Lay out every line of the rows below as a Markdown table with two columns, n for the line number and Line for its text, skipping blank lines. Leave the pictures out.
***** LISTED RECORDS
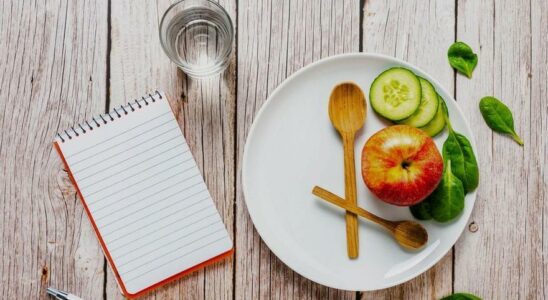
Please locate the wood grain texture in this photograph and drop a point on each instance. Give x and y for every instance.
(64, 61)
(275, 39)
(506, 254)
(347, 109)
(205, 112)
(52, 74)
(419, 32)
**********
### EXERCISE OUTPUT
| n | Line |
|---|---|
| 1 | Please locate the wood grain texture in this photograph and drop a point on each instance. Give x and y for every instance. |
| 2 | (64, 61) |
| 3 | (275, 39) |
| 4 | (506, 254) |
| 5 | (347, 109) |
| 6 | (205, 112) |
| 7 | (52, 74) |
| 8 | (419, 32) |